• **WRITTEN EXERCISE**:
List every line in the entries below that contains the word "hand", copying each line in full.
________
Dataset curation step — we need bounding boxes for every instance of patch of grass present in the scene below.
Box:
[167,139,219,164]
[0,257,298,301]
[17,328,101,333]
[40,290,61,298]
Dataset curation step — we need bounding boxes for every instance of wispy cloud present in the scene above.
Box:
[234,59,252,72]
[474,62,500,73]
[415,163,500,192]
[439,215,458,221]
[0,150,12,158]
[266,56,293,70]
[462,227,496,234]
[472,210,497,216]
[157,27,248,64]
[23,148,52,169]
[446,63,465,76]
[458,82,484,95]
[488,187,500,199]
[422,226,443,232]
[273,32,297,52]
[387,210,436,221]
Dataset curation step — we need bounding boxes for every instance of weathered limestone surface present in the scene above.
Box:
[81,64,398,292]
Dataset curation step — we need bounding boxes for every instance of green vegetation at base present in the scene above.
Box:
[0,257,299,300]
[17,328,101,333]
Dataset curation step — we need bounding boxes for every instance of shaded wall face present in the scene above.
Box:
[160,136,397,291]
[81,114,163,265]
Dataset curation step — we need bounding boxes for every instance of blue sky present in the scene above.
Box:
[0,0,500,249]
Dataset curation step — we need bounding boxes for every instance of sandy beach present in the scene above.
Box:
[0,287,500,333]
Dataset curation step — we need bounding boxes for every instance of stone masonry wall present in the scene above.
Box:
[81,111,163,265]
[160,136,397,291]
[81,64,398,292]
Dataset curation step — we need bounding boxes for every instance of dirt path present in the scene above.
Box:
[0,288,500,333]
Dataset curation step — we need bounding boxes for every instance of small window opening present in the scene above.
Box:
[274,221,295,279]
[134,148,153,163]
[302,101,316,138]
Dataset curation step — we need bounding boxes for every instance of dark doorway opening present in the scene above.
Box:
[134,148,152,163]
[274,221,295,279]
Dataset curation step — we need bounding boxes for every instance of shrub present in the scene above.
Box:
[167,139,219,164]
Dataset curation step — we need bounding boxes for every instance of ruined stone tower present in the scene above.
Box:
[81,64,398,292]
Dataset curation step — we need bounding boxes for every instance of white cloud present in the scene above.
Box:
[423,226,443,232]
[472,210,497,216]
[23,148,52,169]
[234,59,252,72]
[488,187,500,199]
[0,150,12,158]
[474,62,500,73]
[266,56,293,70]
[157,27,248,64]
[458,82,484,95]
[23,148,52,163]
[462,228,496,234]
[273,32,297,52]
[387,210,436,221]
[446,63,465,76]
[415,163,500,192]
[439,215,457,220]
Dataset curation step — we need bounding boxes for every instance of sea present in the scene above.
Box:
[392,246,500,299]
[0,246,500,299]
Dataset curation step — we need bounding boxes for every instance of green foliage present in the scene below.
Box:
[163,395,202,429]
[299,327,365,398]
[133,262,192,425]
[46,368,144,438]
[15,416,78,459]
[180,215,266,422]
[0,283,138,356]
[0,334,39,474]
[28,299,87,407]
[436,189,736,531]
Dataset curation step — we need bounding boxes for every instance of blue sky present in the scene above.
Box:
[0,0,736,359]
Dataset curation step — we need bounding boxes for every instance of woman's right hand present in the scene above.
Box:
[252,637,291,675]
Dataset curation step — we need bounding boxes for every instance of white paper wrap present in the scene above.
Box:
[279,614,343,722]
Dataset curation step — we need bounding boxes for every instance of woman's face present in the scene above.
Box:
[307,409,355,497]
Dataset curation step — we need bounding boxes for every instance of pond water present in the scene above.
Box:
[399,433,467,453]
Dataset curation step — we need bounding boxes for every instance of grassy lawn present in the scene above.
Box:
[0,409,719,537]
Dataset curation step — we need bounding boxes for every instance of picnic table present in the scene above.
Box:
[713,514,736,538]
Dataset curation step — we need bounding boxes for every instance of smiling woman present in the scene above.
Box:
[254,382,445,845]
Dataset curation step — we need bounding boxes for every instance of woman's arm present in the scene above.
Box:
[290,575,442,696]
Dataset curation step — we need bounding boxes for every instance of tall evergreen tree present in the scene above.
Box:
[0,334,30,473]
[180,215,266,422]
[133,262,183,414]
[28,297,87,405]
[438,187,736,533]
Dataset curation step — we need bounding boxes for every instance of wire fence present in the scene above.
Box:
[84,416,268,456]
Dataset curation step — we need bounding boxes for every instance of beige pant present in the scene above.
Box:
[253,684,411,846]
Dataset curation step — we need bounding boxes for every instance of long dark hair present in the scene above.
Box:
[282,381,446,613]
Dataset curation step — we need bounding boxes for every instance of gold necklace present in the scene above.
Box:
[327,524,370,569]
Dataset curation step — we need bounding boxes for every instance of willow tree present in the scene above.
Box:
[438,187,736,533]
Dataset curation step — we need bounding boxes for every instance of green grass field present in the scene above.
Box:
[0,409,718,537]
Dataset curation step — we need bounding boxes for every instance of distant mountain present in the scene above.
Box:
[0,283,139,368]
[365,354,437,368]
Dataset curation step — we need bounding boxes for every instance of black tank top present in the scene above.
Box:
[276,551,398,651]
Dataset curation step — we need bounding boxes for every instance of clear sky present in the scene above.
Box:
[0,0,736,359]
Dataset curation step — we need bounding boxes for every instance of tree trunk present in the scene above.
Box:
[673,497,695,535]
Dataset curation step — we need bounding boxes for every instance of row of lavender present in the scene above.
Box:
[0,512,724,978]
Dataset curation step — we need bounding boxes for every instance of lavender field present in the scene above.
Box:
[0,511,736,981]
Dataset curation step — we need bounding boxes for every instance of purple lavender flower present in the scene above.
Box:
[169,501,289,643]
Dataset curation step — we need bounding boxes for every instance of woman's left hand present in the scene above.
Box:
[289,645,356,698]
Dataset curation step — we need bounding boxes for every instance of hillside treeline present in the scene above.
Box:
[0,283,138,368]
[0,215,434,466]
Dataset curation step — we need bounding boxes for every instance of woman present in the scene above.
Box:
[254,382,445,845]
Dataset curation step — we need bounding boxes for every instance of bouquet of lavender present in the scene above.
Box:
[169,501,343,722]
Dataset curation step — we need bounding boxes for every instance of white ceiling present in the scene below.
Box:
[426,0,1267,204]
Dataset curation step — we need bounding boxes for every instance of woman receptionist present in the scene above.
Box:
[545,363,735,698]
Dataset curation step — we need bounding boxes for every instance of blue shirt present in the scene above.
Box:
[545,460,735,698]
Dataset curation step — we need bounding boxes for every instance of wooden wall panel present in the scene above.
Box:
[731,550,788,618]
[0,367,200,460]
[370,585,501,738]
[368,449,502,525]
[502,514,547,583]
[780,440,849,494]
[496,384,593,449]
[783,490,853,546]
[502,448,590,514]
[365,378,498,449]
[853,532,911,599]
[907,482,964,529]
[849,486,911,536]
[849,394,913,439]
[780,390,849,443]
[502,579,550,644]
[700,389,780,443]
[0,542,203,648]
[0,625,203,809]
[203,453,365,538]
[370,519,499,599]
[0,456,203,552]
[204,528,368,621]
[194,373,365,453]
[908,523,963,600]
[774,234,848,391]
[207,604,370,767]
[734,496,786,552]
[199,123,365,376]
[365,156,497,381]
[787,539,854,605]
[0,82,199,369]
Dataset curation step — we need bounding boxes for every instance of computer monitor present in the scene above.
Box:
________
• **WORKED ANSWER**:
Dataset curation step — we need bounding boxes for every instance of woman's right hand present in the scene above.
Dataset curation step — we need bounding boxes for every instance of woman's left hand present in the scene above.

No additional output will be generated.